--- YOUR INSTRUCTIONS ---
Exclude any images and output the remaining records exactly.

--- THE RECORDS ---

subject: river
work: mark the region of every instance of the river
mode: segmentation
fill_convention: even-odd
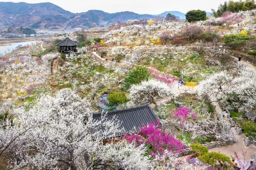
[[[25,46],[28,44],[29,45],[31,45],[32,44],[35,44],[40,42],[40,41],[37,40],[4,44],[4,46],[0,46],[0,56],[2,55],[4,55],[6,53],[8,53],[8,49],[10,52],[12,51],[13,49],[15,49],[15,48],[18,45],[21,44],[23,46]]]

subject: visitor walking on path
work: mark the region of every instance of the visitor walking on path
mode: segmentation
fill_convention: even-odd
[[[224,117],[225,116],[225,115],[226,115],[226,110],[224,110],[224,111],[223,112],[222,112],[222,115],[223,115],[223,117]]]

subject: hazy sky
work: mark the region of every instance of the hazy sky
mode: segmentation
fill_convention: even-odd
[[[131,11],[140,14],[157,14],[165,11],[178,11],[184,13],[190,10],[201,10],[211,12],[225,0],[12,0],[13,2],[29,3],[50,2],[73,13],[98,10],[109,13]],[[2,1],[2,0],[0,0]],[[3,0],[10,2],[10,0]]]

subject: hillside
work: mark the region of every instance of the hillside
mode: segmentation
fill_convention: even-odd
[[[185,19],[178,11],[166,12]],[[72,13],[49,2],[28,4],[0,2],[0,27],[20,27],[32,28],[63,29],[86,26],[107,26],[113,22],[150,20],[156,17],[125,11],[110,14],[98,10]],[[95,24],[96,24],[96,25]]]
[[[0,169],[236,170],[234,152],[256,165],[256,10],[230,15],[81,30],[0,57]],[[65,37],[77,51],[59,52]]]
[[[167,15],[167,14],[170,13],[171,14],[174,15],[175,16],[178,16],[180,17],[180,19],[182,20],[185,20],[186,19],[186,16],[185,14],[186,14],[183,13],[182,12],[180,12],[179,11],[166,11],[164,12],[161,14],[160,15],[164,14],[165,15]]]
[[[152,15],[128,11],[110,14],[98,10],[74,14],[51,3],[28,4],[0,2],[0,27],[61,28],[108,26],[112,22],[150,19]]]

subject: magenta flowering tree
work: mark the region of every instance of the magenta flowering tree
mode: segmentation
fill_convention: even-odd
[[[174,43],[181,43],[182,42],[182,40],[179,38],[178,36],[175,35],[172,37],[171,40],[173,41]]]
[[[130,143],[134,142],[137,146],[144,144],[148,148],[148,153],[153,158],[162,156],[168,152],[180,151],[185,146],[166,131],[162,131],[160,122],[157,125],[150,123],[144,125],[138,134],[126,134],[125,137]]]
[[[46,60],[49,57],[49,54],[46,54],[42,57],[42,60]]]
[[[152,68],[148,69],[151,72],[151,76],[155,76],[156,79],[167,83],[168,85],[172,84],[177,80],[176,77],[169,75],[164,75],[161,72]]]
[[[247,169],[246,168],[246,167],[248,168],[247,166],[248,166],[248,161],[246,160],[247,152],[247,151],[244,152],[243,150],[242,150],[242,155],[243,159],[242,160],[239,158],[237,153],[236,152],[234,152],[235,155],[236,156],[236,157],[237,160],[237,162],[239,164],[240,168],[241,168],[242,170]]]
[[[38,61],[40,60],[40,59],[40,59],[40,58],[39,58],[39,57],[37,57],[35,59],[35,60],[36,61]]]
[[[197,112],[192,111],[185,107],[177,108],[172,111],[172,113],[173,114],[171,116],[172,117],[170,118],[174,117],[182,127],[184,127],[189,119],[194,120],[197,117]]]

--- RIGHT ANSWER ---
subject: river
work: mark the region of every instance of the river
mode: segmentation
fill_convention: even-odd
[[[25,46],[28,44],[29,45],[31,45],[32,44],[35,44],[40,42],[40,41],[37,40],[4,44],[4,46],[0,46],[0,56],[2,55],[4,55],[6,53],[8,53],[8,49],[10,52],[12,51],[13,49],[15,49],[15,48],[18,45],[21,44],[23,46]]]

subject: visitor walking on path
work: mark the region of every instance of the visitor walking on path
mode: segmentation
fill_convention: even-odd
[[[224,117],[225,116],[225,115],[226,115],[226,110],[224,110],[224,111],[223,112],[222,112],[222,115],[223,115],[223,117]]]

subject: hazy sky
work: mark the region of every instance of the hazy sky
mode: segmentation
fill_convention: even-odd
[[[131,11],[140,14],[157,14],[165,11],[178,11],[184,13],[190,10],[201,10],[211,12],[225,0],[12,0],[13,2],[29,3],[50,2],[73,13],[98,10],[109,13]],[[2,1],[2,0],[0,0]],[[3,0],[10,2],[10,0]]]

subject: hillside
work: mark the region of every instance of the hillside
mode: segmentation
fill_convention: even-odd
[[[185,19],[178,11],[166,12]],[[72,13],[49,2],[28,4],[0,2],[0,27],[20,27],[32,28],[63,29],[86,26],[107,26],[113,22],[150,20],[156,17],[125,11],[110,14],[98,10]],[[95,24],[96,24],[96,25]]]
[[[0,169],[236,170],[234,152],[256,165],[256,10],[230,15],[81,30],[0,57]],[[65,37],[77,51],[59,52]]]
[[[167,15],[167,14],[170,13],[171,14],[174,15],[175,16],[178,16],[180,17],[180,19],[182,20],[185,20],[186,19],[186,16],[185,14],[186,14],[183,13],[182,12],[180,12],[179,11],[166,11],[164,12],[161,14],[160,15],[164,14],[165,15]]]
[[[152,15],[128,11],[110,14],[98,10],[74,14],[51,3],[28,4],[0,2],[0,27],[61,28],[108,26],[112,22],[150,19]]]

subject: magenta flowering tree
work: mark the region of every instance of the magenta flowering tree
mode: segmentation
fill_convention: even-odd
[[[174,43],[181,43],[182,42],[182,40],[179,38],[178,36],[175,35],[172,37],[171,40],[173,41]]]
[[[130,143],[134,142],[137,146],[144,144],[148,148],[148,153],[153,158],[162,156],[168,152],[180,151],[185,146],[166,131],[162,131],[160,122],[157,125],[150,123],[144,125],[138,134],[126,134],[125,137]]]
[[[46,60],[49,57],[49,54],[46,54],[42,57],[42,60]]]
[[[152,68],[148,69],[151,72],[151,76],[155,76],[156,79],[167,83],[168,85],[172,84],[177,80],[176,77],[169,75],[164,75],[161,72]]]
[[[247,169],[246,168],[246,167],[248,168],[247,166],[248,166],[248,161],[246,160],[247,152],[247,151],[244,152],[243,150],[242,150],[242,155],[243,159],[242,160],[239,158],[237,153],[236,152],[234,152],[235,155],[236,156],[236,157],[237,160],[237,162],[239,164],[240,168],[241,168],[242,170]]]
[[[38,61],[40,60],[40,59],[40,59],[40,58],[39,58],[39,57],[37,57],[35,59],[35,60],[36,61]]]
[[[197,112],[192,111],[185,107],[177,108],[172,111],[172,113],[173,114],[171,116],[172,117],[170,118],[174,117],[182,127],[184,127],[189,119],[194,120],[197,117]]]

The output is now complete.